In the records below, find the line containing "Practice step: indicate the white goal"; give it again exactly, along with every line that follows, and nothing else.

Location labeling records:
· · · · · · ·

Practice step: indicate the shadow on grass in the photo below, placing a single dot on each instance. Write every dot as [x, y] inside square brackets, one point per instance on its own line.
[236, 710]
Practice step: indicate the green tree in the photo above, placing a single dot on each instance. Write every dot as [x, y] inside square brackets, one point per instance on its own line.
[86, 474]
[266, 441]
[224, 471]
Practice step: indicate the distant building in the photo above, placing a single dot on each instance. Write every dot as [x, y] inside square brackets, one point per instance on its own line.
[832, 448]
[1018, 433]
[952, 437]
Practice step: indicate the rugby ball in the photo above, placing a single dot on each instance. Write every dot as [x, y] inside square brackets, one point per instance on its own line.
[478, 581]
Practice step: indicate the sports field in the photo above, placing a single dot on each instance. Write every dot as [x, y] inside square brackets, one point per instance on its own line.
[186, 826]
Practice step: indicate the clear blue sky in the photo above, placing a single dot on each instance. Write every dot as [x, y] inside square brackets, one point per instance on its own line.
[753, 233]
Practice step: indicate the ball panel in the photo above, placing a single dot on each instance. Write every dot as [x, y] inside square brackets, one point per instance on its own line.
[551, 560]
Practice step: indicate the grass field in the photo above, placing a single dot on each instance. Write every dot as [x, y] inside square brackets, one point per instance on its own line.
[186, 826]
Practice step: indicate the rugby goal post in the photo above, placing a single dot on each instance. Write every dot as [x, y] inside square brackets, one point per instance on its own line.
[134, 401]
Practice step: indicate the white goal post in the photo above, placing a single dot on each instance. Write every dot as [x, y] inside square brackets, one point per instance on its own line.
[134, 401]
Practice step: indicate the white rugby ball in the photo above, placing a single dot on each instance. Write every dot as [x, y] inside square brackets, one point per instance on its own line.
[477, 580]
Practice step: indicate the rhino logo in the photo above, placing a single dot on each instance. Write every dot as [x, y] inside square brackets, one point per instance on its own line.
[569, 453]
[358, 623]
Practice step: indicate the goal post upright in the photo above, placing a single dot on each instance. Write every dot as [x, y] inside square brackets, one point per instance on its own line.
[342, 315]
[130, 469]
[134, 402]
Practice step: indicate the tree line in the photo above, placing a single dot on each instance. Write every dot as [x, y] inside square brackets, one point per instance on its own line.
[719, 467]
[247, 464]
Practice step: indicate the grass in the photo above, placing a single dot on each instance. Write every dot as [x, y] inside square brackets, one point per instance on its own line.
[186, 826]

· · · · · · ·

▸ Solution to the exercise
Practice step: indicate the white goal post in the photo above, placing a single dot on each instance. Write every dot as [x, y] inside square brackets, one point per instance on its own line.
[134, 401]
Practice step: indicate the white rugby ball in the photo above, placing a single dot on each instance. Write every dot as [x, y] inside square brackets, one point per instance on its own line.
[477, 580]
Practice step: indicate the rhino logo in the photo above, placing a single dot on each instance. Write every dot as [x, y] inside square brackets, one point per instance on its own line.
[569, 453]
[358, 623]
Practice step: indicate the goal post upright in the photo above, placing a single dot on each instance. Write every dot as [x, y] inside square brackets, one point per instance on its own line.
[342, 315]
[130, 469]
[134, 402]
Practice step: indicate the tree line in the photo above, placing a single dot on each instance. Write every dot as [x, y] inside square brackets, one point per instance on its own line.
[719, 467]
[247, 464]
Practice step: indicate the grass in the photo above, placing a single dot on each instance. Write every dot as [x, y] inside square brackets, one point per instance on its own line.
[186, 826]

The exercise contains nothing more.